(Named-object pointing records)
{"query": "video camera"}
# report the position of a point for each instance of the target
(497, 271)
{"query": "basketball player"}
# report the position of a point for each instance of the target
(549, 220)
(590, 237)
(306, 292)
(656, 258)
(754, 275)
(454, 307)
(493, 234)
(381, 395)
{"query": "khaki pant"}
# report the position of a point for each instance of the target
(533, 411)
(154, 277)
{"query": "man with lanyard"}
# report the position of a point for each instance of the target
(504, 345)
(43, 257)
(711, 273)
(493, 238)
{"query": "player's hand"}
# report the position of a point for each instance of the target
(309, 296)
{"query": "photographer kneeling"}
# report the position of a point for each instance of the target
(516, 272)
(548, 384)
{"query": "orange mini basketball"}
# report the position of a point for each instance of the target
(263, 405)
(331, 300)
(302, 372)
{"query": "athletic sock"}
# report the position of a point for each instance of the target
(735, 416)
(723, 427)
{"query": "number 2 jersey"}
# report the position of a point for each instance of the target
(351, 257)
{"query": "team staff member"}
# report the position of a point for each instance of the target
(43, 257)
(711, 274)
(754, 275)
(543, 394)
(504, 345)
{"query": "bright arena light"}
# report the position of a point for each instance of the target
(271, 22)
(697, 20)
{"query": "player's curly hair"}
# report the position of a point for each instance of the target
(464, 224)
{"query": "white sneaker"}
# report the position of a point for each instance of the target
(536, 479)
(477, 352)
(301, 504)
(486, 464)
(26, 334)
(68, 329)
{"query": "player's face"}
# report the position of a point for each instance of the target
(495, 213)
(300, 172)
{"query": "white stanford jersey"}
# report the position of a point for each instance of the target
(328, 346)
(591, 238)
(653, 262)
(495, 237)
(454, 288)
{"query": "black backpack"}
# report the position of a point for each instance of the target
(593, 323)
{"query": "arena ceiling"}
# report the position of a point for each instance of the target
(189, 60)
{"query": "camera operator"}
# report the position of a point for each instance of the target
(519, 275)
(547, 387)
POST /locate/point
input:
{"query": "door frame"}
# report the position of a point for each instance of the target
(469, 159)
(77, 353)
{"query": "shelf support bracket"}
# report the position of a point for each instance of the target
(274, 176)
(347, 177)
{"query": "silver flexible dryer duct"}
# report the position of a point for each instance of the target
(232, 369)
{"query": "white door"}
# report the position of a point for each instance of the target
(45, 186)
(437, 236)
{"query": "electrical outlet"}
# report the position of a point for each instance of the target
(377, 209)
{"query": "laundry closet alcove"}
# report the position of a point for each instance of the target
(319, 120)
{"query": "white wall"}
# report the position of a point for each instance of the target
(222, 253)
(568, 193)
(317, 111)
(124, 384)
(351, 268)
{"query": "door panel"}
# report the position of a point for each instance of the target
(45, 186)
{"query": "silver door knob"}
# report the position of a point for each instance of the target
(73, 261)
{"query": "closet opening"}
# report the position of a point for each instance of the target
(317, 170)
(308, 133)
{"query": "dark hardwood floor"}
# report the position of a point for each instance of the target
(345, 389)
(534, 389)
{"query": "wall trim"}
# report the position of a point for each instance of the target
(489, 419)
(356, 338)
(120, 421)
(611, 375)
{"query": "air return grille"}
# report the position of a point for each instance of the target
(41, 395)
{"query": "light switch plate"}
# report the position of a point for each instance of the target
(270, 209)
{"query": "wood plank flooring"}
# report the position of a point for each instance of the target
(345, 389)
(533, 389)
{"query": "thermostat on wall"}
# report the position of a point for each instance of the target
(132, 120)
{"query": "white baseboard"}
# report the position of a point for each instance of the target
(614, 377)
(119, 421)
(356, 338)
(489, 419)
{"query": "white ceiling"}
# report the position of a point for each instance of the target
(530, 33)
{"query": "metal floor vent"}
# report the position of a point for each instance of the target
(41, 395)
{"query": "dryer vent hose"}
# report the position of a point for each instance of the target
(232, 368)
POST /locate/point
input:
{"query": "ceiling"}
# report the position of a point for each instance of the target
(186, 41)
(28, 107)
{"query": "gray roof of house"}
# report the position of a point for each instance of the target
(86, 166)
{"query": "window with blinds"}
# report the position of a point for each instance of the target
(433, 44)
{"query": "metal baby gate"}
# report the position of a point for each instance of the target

SHORT EXERCISE: Give the material above again, word for word.

WRITTEN SOLUTION:
{"query": "video camera"}
# report the position of a point for each instance of the target
(497, 271)
{"query": "basketball player"}
# report the position of a point for each instance of the target
(549, 220)
(590, 237)
(306, 292)
(656, 258)
(754, 275)
(454, 307)
(493, 234)
(381, 395)
{"query": "khaki pant"}
# report the position of a point for each instance of the target
(533, 411)
(154, 277)
{"query": "man with lanyard"}
# report the position of a point for each instance of the target
(504, 345)
(43, 257)
(711, 273)
(493, 238)
{"query": "player's hand"}
# report the position of a point for each instance of the target
(309, 296)
{"query": "photographer kneeling"}
# report the position of a point for each instance of the target
(516, 272)
(548, 384)
{"query": "orange mini basketball"}
# report the position of a point for each instance of the target
(263, 405)
(331, 300)
(302, 372)
{"query": "athletic sock"}
# report the position of a point for each instance of the target
(735, 416)
(723, 427)
{"query": "number 2 jersey"}
# report the position of a point for each instance of the target
(351, 257)
{"query": "team staff member"}
# report the position of a point for each instance of the target
(43, 257)
(711, 274)
(754, 275)
(543, 394)
(504, 345)
{"query": "bright arena light"}
# report the position of a point for each instance of the target
(271, 22)
(697, 20)
{"query": "player's curly hair"}
# report the position of a point for each instance of the target
(464, 224)
{"query": "white sneaker"}
# report the position of a point for each instance of the target
(536, 479)
(477, 352)
(301, 504)
(486, 464)
(26, 334)
(68, 329)
{"query": "player's face"}
# report the position of a point for each instance of the target
(495, 213)
(300, 172)
{"query": "white stanford jersey"}
# report the position of a point for each instance of the target
(328, 346)
(591, 238)
(653, 262)
(495, 237)
(454, 288)
{"query": "black backpack"}
# report the position of a point for each instance of the target
(593, 323)
{"query": "arena ceiling"}
# report the position of a point for each instance of the target
(189, 60)
{"query": "camera operator"}
# report the position of a point for each instance of the target
(519, 275)
(547, 387)
POST /locate/point
input:
{"query": "door frame"}
# report the position of a point for each instance of the target
(469, 159)
(77, 353)
{"query": "shelf support bracket"}
# report the position of a point for each instance of the target
(274, 176)
(347, 177)
{"query": "silver flexible dryer duct"}
# report the position of a point for each instance of the target
(232, 369)
{"query": "white door"}
# report the position of a point for each instance of the target
(45, 186)
(437, 236)
{"query": "electrical outlet"}
# report the position of a point for each instance of the target
(377, 209)
{"query": "laundry closet alcove"}
# report the position of a point for each instance of the target
(319, 120)
{"query": "white wall"}
# report the position of a point for each instance of the target
(222, 253)
(568, 193)
(317, 111)
(124, 384)
(351, 268)
{"query": "door panel"}
# report the position of a point for each instance of the target
(45, 186)
{"query": "silver door knob"}
# report the position of a point for each instance of the target
(73, 261)
{"query": "closet opening"}
# report the position of a point for each instance of the target
(317, 170)
(308, 133)
{"query": "dark hardwood floor"}
# report the position of a point for each instance of the target
(345, 389)
(534, 389)
{"query": "wall trim"}
# report the position of a point for each instance of the target
(489, 419)
(356, 338)
(120, 421)
(611, 375)
{"query": "air return grille"}
# report the position of a point for each instance of the target
(41, 395)
{"query": "light switch plate"}
# report the position of a point for each instance of the target
(270, 209)
{"query": "wood plank flooring"}
# report the position of a point for each instance of the target
(345, 389)
(533, 389)
{"query": "thermostat on wall"}
# report the position of a point for each instance of the target
(132, 120)
{"query": "white baseboard"}
# report the position of a point for each instance of the target
(614, 377)
(119, 421)
(356, 338)
(489, 419)
{"query": "white ceiling"}
# report the position of a point for each instance of the target
(530, 33)
{"query": "metal floor vent"}
# report the position of a point for each instance of the target
(41, 395)
{"query": "dryer vent hose"}
# report the position of a point for each instance of the target
(232, 368)
POST /locate/point
input:
{"query": "ceiling"}
# report the position of a point for each instance of the target
(186, 41)
(28, 107)
{"query": "gray roof of house"}
# report the position of a point for each instance of the target
(86, 166)
{"query": "window with blinds"}
# report the position of a point for each instance of the target
(433, 44)
{"query": "metal baby gate"}
# report the position of a point for each instance of the target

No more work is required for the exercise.